===== Excerpted data =====

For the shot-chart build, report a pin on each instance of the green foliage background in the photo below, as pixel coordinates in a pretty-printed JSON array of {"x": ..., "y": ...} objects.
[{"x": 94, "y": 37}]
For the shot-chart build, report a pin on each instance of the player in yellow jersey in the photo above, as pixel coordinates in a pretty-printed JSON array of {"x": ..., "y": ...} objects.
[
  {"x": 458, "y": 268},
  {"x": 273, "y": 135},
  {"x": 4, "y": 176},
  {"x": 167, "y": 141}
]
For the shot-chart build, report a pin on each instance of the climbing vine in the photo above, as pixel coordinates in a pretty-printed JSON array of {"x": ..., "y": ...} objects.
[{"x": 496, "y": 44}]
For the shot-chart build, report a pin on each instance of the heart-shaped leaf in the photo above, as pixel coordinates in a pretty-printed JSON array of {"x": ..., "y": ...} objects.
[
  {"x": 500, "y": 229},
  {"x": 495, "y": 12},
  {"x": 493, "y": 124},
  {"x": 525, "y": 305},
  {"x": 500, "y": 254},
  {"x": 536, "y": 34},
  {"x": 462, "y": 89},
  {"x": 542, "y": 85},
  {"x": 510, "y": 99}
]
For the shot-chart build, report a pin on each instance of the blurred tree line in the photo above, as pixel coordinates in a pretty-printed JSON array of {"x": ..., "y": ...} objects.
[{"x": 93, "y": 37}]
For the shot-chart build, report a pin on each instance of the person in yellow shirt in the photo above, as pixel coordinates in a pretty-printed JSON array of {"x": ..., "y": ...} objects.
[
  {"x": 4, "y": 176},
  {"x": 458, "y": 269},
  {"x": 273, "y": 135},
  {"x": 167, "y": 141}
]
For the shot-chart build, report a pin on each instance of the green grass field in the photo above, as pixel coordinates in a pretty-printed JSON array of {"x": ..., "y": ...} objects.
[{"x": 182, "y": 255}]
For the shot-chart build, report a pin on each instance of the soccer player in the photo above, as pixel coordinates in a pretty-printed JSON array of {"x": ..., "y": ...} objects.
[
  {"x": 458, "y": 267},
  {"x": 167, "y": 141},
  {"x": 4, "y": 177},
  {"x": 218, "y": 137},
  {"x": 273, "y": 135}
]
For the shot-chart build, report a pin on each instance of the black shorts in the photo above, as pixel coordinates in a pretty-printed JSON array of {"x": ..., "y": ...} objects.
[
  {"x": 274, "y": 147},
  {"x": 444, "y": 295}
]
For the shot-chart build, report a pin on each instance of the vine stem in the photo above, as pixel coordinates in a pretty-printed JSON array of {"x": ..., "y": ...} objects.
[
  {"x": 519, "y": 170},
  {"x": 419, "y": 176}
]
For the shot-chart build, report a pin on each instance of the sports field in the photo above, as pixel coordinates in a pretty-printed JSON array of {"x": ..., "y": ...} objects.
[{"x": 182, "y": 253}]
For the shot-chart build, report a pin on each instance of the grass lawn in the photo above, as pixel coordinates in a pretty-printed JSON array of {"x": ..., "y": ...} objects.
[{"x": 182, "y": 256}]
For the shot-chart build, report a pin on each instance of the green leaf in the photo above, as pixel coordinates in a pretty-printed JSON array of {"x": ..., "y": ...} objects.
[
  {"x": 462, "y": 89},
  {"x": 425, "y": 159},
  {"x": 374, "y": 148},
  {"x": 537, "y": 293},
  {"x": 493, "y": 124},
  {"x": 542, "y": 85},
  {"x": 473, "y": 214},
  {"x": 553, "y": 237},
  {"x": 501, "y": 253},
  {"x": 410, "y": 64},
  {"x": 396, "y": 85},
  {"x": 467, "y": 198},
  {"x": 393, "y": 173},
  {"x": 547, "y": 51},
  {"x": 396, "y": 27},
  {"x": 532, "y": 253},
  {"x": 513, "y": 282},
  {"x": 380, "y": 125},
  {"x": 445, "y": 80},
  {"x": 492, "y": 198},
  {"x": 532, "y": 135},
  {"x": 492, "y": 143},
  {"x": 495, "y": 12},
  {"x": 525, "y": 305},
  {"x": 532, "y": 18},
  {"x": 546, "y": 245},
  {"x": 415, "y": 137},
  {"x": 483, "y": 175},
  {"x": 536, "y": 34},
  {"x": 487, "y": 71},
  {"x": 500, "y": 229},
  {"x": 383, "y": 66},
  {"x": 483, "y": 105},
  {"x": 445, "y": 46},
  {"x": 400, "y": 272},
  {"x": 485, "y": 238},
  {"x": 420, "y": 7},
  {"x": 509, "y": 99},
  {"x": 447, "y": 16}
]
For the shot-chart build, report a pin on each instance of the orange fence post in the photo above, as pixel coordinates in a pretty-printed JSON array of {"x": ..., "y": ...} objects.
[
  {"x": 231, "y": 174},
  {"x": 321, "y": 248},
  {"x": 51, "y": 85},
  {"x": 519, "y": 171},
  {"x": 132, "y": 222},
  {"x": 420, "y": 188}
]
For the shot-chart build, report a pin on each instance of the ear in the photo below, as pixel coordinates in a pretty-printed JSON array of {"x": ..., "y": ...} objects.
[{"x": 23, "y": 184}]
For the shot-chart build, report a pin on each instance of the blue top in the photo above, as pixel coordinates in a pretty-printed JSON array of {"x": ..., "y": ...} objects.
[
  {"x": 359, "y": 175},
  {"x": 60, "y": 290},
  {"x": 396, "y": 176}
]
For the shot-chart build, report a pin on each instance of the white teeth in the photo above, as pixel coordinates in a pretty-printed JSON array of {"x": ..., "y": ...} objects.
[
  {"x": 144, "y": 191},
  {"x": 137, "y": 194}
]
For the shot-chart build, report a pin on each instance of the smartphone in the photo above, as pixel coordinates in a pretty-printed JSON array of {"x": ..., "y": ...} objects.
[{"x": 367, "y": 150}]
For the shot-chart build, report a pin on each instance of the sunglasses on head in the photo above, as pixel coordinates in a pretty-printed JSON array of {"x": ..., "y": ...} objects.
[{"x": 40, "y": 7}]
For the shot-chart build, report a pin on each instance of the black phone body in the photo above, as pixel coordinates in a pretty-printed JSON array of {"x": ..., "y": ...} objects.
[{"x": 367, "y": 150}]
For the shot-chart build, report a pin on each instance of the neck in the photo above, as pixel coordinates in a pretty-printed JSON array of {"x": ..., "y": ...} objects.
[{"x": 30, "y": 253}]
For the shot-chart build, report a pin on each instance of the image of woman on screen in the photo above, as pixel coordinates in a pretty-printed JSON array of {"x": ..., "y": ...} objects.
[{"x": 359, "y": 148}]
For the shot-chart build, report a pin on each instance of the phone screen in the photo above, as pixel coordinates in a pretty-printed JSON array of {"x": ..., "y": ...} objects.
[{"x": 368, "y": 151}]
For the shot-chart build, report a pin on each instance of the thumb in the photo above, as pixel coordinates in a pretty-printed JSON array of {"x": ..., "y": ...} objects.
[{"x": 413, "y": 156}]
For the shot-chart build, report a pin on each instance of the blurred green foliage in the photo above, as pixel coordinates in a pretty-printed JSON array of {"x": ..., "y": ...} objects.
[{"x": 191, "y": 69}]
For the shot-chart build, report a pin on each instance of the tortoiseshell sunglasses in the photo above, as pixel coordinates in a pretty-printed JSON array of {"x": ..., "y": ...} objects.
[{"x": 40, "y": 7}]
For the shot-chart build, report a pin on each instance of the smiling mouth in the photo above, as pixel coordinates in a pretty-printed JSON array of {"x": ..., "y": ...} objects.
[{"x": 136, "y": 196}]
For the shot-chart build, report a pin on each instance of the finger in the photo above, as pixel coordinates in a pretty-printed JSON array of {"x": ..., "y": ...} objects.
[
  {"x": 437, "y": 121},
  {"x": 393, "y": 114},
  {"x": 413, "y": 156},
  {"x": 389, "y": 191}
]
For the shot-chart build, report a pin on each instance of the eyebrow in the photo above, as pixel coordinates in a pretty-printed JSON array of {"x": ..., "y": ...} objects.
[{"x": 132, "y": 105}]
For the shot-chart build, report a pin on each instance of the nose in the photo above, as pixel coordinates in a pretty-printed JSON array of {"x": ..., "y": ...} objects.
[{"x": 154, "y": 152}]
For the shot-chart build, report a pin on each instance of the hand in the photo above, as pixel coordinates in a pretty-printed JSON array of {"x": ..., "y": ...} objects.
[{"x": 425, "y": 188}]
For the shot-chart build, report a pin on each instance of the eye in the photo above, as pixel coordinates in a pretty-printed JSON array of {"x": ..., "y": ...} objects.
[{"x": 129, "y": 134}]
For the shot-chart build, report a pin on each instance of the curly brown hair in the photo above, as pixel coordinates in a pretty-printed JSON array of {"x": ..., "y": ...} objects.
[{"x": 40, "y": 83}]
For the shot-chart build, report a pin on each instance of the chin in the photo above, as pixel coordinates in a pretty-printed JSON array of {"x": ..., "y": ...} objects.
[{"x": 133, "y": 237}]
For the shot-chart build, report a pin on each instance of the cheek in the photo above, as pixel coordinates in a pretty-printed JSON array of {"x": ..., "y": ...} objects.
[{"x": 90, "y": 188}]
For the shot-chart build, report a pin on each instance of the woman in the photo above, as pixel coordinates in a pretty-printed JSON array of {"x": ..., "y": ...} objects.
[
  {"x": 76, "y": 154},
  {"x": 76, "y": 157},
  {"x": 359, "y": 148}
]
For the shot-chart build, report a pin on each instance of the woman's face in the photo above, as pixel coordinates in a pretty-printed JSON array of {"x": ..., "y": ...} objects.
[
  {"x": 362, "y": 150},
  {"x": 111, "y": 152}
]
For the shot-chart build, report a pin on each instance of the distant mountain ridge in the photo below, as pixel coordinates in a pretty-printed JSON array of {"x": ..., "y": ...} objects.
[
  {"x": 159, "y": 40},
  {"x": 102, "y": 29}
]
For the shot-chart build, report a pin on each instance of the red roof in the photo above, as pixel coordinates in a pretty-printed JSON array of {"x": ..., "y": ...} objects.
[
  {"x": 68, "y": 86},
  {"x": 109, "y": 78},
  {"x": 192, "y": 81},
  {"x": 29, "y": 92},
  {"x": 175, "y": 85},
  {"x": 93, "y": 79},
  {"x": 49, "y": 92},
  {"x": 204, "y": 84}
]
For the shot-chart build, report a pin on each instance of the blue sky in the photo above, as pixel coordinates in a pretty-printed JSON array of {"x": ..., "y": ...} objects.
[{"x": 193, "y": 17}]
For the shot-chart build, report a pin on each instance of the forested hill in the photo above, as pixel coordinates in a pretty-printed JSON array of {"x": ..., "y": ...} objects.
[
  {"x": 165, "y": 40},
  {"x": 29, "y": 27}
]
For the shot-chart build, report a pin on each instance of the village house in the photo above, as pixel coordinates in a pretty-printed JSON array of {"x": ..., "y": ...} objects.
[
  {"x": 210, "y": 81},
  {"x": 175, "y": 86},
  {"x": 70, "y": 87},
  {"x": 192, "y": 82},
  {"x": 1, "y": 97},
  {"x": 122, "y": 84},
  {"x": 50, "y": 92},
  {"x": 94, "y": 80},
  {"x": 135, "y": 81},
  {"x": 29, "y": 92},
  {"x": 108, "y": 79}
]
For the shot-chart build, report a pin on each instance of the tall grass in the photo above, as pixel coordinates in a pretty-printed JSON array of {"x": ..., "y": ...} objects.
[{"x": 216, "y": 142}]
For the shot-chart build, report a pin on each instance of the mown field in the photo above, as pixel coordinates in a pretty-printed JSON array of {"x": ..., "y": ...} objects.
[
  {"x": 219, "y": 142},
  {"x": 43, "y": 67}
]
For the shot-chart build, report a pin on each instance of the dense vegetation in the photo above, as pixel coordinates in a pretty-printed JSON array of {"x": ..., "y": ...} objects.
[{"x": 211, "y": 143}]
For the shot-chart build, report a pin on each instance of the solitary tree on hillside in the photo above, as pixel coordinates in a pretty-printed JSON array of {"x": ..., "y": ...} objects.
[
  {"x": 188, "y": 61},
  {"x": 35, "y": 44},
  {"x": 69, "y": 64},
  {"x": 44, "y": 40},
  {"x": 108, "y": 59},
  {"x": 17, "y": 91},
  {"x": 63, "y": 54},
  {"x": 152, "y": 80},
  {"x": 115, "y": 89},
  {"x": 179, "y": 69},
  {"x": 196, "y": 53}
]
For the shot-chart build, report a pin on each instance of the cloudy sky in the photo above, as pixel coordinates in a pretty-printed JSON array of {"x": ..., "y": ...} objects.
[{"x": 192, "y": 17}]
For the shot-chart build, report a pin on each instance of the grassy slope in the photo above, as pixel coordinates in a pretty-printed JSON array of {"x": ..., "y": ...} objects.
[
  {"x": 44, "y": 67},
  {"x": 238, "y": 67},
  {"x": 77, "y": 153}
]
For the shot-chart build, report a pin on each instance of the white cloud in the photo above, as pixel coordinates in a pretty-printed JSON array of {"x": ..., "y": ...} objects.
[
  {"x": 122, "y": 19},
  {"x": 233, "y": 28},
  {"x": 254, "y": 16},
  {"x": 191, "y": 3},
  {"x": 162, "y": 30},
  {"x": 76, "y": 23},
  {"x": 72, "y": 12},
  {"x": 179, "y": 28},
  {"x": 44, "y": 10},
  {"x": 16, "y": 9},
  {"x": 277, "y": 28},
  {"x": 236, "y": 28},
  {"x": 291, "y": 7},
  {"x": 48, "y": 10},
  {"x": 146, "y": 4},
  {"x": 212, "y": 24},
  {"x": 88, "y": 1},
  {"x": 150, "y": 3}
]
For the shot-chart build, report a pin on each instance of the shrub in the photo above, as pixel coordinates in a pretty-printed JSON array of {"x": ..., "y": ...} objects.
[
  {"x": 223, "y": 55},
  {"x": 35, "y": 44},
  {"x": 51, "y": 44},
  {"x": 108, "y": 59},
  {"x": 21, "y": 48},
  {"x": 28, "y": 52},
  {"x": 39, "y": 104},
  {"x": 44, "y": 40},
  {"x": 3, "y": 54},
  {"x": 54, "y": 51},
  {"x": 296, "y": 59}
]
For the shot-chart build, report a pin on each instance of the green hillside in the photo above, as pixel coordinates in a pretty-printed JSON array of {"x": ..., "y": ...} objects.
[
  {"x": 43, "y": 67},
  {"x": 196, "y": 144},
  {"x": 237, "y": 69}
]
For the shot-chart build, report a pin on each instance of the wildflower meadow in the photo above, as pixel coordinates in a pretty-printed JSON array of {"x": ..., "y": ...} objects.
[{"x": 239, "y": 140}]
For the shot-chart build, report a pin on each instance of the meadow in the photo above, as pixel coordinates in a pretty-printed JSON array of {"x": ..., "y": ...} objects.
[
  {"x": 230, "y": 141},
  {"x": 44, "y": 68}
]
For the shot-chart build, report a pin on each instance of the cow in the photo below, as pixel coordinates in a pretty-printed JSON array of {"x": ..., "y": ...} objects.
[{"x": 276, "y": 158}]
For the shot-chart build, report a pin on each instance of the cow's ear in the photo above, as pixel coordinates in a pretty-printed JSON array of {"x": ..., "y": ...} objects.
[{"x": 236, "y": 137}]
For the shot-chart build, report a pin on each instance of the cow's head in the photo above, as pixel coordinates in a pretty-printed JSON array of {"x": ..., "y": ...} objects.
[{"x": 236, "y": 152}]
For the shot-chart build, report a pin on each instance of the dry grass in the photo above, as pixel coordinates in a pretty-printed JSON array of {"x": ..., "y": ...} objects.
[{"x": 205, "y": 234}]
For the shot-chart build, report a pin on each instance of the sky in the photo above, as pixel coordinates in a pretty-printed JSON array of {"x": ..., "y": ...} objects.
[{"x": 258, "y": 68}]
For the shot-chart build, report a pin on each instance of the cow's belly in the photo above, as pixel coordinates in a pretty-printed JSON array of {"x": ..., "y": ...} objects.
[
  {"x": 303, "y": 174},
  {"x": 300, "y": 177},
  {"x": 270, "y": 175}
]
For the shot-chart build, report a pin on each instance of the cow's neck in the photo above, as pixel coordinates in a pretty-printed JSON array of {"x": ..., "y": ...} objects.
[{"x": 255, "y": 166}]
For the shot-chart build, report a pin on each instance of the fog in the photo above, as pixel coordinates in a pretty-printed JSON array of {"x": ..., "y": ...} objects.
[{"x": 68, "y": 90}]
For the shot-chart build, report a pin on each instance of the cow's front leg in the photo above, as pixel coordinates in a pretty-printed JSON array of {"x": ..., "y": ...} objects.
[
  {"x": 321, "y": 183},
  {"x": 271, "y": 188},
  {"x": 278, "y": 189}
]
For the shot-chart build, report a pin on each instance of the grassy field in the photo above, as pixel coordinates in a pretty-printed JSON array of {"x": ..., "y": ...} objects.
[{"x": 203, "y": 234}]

=====

• **What the task asks**
Copy out the lines starting at the one containing "the dry grass" and ending with the last line of the entries. Include nothing else.

• **Written solution**
For the shot-chart build, report a pin on each instance of the dry grass in the photo above, as pixel coordinates in a pretty-printed JSON array of {"x": ..., "y": ...} objects.
[{"x": 205, "y": 234}]
For the shot-chart build, report a pin on each instance of the sky in the photo above, as pixel coordinates in a pretty-printed JSON array of {"x": ..., "y": ...} objects.
[{"x": 258, "y": 68}]
For the shot-chart build, report a pin on each instance of the cow's belly in the photo above, as pixel coordinates in a pretty-printed JSON array of {"x": ..., "y": ...} objects.
[
  {"x": 303, "y": 174},
  {"x": 300, "y": 177},
  {"x": 270, "y": 175}
]
For the shot-chart build, report a pin on each instance of the cow's neck in the photo above, as pixel coordinates in a pretty-printed JSON array of {"x": ..., "y": ...} objects.
[{"x": 255, "y": 166}]
For the shot-chart build, report a pin on each instance of the fog in the photo above, as pixel coordinates in a pretty-printed JSON array of {"x": ..., "y": ...} objects.
[{"x": 68, "y": 90}]
For the shot-chart build, report a pin on each instance of the cow's front leg in the photo above, as pixel coordinates in a pretty-printed JSON array of {"x": ..., "y": ...} objects.
[
  {"x": 321, "y": 183},
  {"x": 271, "y": 188},
  {"x": 278, "y": 189}
]
For the shot-chart build, report a pin on each instance of the grassy field in the photo above, as pixel coordinates in a pretty-printed JSON array of {"x": ..., "y": ...} objects.
[{"x": 203, "y": 234}]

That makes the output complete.